Set down each entry from the block beneath, exactly as written.

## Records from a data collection
------------------------
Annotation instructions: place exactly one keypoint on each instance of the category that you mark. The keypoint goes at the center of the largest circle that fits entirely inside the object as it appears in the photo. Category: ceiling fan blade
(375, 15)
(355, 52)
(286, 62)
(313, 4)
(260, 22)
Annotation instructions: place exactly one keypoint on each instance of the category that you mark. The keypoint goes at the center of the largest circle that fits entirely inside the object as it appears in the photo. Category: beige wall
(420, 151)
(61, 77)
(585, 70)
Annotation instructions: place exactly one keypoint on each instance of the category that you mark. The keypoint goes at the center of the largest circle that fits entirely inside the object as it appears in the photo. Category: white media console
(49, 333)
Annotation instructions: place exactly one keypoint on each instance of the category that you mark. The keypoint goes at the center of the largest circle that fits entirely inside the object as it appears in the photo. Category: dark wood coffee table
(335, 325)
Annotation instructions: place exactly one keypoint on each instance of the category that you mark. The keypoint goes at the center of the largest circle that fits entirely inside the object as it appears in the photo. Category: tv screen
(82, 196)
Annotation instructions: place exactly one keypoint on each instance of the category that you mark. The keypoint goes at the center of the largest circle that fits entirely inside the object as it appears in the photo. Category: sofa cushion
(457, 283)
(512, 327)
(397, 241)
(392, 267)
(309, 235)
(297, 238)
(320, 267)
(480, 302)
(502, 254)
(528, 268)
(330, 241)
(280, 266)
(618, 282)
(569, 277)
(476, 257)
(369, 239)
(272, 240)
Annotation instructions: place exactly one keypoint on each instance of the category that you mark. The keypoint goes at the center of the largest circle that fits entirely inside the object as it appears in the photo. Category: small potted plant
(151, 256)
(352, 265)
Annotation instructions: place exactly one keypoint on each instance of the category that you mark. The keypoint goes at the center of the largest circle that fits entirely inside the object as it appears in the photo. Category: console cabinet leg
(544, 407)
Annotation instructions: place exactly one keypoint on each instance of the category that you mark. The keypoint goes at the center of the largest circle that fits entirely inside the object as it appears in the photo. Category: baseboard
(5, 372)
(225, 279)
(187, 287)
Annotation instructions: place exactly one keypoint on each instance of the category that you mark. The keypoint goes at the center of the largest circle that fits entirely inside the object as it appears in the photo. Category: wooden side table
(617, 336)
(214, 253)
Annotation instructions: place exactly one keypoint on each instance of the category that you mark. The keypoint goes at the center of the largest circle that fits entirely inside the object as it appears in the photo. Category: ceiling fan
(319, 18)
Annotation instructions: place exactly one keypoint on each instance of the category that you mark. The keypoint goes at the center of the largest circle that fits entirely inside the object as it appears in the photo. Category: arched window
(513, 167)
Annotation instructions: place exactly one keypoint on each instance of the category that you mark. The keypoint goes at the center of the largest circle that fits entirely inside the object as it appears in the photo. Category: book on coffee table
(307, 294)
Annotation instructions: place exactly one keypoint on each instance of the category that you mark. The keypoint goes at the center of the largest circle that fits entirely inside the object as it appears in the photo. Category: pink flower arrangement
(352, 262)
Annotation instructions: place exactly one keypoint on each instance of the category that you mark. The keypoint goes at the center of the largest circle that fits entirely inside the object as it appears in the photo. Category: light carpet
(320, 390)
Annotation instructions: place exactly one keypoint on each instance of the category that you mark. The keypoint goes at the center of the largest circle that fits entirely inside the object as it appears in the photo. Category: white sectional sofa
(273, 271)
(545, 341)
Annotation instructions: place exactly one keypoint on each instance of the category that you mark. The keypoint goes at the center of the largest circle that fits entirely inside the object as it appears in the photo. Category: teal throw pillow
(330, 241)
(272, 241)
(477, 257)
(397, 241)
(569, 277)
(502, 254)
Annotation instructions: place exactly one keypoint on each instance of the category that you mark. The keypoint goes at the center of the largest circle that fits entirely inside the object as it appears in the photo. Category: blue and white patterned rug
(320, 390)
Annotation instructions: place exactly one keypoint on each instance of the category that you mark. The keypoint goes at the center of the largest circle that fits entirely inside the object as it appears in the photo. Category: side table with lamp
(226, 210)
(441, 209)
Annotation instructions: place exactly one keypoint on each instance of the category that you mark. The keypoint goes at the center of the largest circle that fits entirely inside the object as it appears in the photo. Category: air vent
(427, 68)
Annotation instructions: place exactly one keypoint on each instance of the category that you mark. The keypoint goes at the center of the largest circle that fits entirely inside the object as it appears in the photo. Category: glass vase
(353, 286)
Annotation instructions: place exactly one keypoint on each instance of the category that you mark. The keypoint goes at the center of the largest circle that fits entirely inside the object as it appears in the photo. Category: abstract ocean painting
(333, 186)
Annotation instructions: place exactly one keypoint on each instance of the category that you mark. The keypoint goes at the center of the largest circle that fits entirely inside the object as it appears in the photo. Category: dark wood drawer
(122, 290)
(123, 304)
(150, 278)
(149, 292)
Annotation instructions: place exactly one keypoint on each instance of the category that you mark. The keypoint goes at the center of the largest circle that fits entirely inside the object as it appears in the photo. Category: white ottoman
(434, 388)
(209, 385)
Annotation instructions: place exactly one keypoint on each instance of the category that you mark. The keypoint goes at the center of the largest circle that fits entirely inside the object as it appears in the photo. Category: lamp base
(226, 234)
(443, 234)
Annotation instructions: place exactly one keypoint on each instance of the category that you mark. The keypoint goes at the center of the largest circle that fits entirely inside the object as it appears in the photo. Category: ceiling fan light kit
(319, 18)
------------------------
## FULL OUTPUT
Annotation instructions: place exactly one keypoint on each instance of the category that you mark. The keypoint goes at the center of the largest circle that fits entirely inside the object as it appears in the photo. Category: ceiling fan blade
(375, 15)
(355, 52)
(286, 62)
(313, 4)
(260, 22)
Annotation instructions: place exactly one keypoint on each instance of the category that you mark. The keypoint goes at the center of the largest circle that fits entirely inside the object as it appears in the photo. Category: beige wall
(420, 151)
(61, 77)
(585, 70)
Annotation instructions: place exactly one keypoint on each instance of the category that you mark. The keypoint goes at the center of the largest circle that fits entirely inside the object as it appears in the photo. Category: white media console
(49, 333)
Annotation instructions: place exactly one keypoint on each instance of the category that you mark. The keypoint goes at the center of the largest circle that fits entirely inside the object as it appears in the photo. Category: dark wood coffee table
(335, 325)
Annotation instructions: place exactly one keypoint on each instance of the category that you mark. The keypoint goes at the center of the largest circle that fits entirely inside the object as it appears in the photo. Category: tv screen
(82, 196)
Annotation instructions: place exactly one keypoint on each instance of the category that you mark. The keypoint goes at the center of the largest circle that fits entirely inside the object as it appears in the photo. Category: sofa cushion
(457, 283)
(512, 327)
(397, 241)
(392, 267)
(309, 235)
(297, 238)
(320, 267)
(480, 302)
(502, 254)
(528, 268)
(330, 241)
(280, 266)
(618, 282)
(569, 277)
(476, 257)
(369, 239)
(272, 240)
Annotation instructions: place exactly one keypoint on each instance of the category that you mark. The keypoint goes at the center of the largest circle that fits entirely inside the object as it appears in the photo. Category: small potted plant
(151, 256)
(352, 265)
Annotation instructions: place exactly one keypoint on each instance of the category that you mark. The keypoint goes at the center of the largest circle that fits entirely inside the object as it appears in the photo. Category: console cabinet leg
(544, 407)
Annotation instructions: place exactly one keypoint on each instance of the category that you mark. The keypoint goes at the center of the largest circle that fits entirely inside the object as it appears in the photo. Category: baseboard
(5, 372)
(225, 279)
(187, 287)
Annotation instructions: place exactly one keypoint on each instance of the category that you mark. The keypoint goes at the center of the largest circle that fits entirely inside the object as it appears in the photo. Category: wooden side table
(617, 336)
(214, 253)
Annotation instructions: place exactly one keypoint on each instance of the category that you mark. The keypoint goes at the center of the largest circle that fits entirely inside the object as it appears in the photo. Category: ceiling fan
(319, 18)
Annotation instructions: place exactly one keypoint on each instance of the category that you mark. The keypoint goes at the center of the largest circle that fits entirely inside the object as it appears in the photo. Category: arched window
(513, 167)
Annotation instructions: place exactly one keypoint on each instance of the category that you mark. The keypoint goes at the center of the largest circle that fits entirely inside the object as it appears in the photo. Category: book on coffee table
(307, 294)
Annotation instructions: place exactly one keypoint on each instance of the category that you mark. The keypoint goes at the center of the largest circle that fits entirely inside the object as it appears in the photo. Category: pink flower arrangement
(352, 262)
Annotation instructions: place exactly one keypoint on each instance of the category that you mark. The keypoint goes at the center of the largest circle that fits entirely inside the object as it appears in the photo. Category: light carpet
(320, 390)
Annotation instructions: place exactly one keypoint on each instance of the category that you mark. The keypoint goes at the center of the largest circle that fits entirely inside the object as it appears in the photo. Category: white sectional sofa
(273, 271)
(545, 341)
Annotation instructions: place exactly one keypoint on each instance of the category that you mark. The keypoint goes at the center of the largest circle that fits entirely inside the object as it appears in the photo. Category: teal throw pillow
(330, 241)
(272, 241)
(477, 257)
(397, 241)
(569, 277)
(502, 254)
Annotation instructions: place exactly one keypoint on each instance of the category that you mark. The keypoint goes at the center of the largest circle that fits entirely inside the object as it appears in the photo. Category: blue and white patterned rug
(320, 390)
Annotation instructions: place exactly one keypoint on each instance of the category that you mark. The keypoint goes at the center of the largest circle that fits entirely inside the object as it appears in the photo. Category: side table with lamp
(226, 210)
(441, 209)
Annotation instructions: place exactly one keypoint on each instance of the category that you mark. The keypoint goes at the center of the largest circle that fits entirely inside the object as it appears in the photo. Category: air vent
(427, 68)
Annotation instructions: place exactly one keypoint on each instance of the category that you mark. The keypoint goes at the center of the largest circle that fits entirely inside the object as it appears in the photo. Category: glass vase
(353, 286)
Annotation instructions: place exactly one keypoint on each instance of the category that you mark. The keypoint goes at the center of the largest circle that fits entirely inside the object as it appears in the photo. Category: abstract ocean painting
(333, 186)
Annotation instructions: place exactly one keypoint on each instance of the category that you mark. The keypoint goes at the center of the largest circle that fits entirely inside the object as it appears in the photo. Category: dark wood drawer
(122, 290)
(123, 304)
(150, 278)
(149, 292)
Annotation instructions: place exactly one keypoint on each instance of the category that you mark. The keypoint goes at the center of the largest circle that fits entirely inside the object as it appears in the photo. Category: white ottoman
(434, 388)
(209, 385)
Annotation instructions: place exactly one keypoint on each instance of the category that you mark. The keypoint goes at the center of the largest circle that fits entirely inside the object as it appears in the photo. Category: lamp base
(226, 234)
(443, 234)
Annotation instructions: place exactly one keypoint on each instance of the category that you mark. The keypoint goes at the center of the largest circle that fits entirely inside the object as it appears in the photo. Category: ceiling fan light kit
(319, 18)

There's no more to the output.